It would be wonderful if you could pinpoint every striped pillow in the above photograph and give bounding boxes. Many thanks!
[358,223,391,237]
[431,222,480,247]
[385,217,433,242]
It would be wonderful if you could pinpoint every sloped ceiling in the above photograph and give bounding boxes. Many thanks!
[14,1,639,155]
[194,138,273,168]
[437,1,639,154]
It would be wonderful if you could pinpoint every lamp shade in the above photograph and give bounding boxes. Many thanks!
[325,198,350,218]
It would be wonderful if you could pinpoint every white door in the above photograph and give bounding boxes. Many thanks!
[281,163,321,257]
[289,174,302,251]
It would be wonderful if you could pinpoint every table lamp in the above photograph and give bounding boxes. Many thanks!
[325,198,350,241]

#### Exercise brief
Nothing should be left out or altered, so reproduce the whole listing.

#### Result of the exercise
It would be wonderful if you could pinpoint every striped pillow in the above photograph and give bounding boxes. Many thanks!
[358,223,391,237]
[431,222,480,247]
[385,217,433,242]
It would be wonderful if you could pinpoint every sloped ceiling in the above photograph and give bounding boxes. Many thanks!
[14,1,639,155]
[194,138,273,168]
[437,1,639,154]
It would be wonderful if you could pinpoint every lamp shade in the above photograph and give bounding boxes. Many thanks!
[325,198,350,218]
It would be wonderful if you could pinpoint every white door in the above photograph and give bounding boxes. Many thanks!
[281,163,321,257]
[289,174,302,251]
It would be wonderful if you could pinpoint every table lamp in the above photograph and give bounding boxes. Many thanks!
[325,198,350,241]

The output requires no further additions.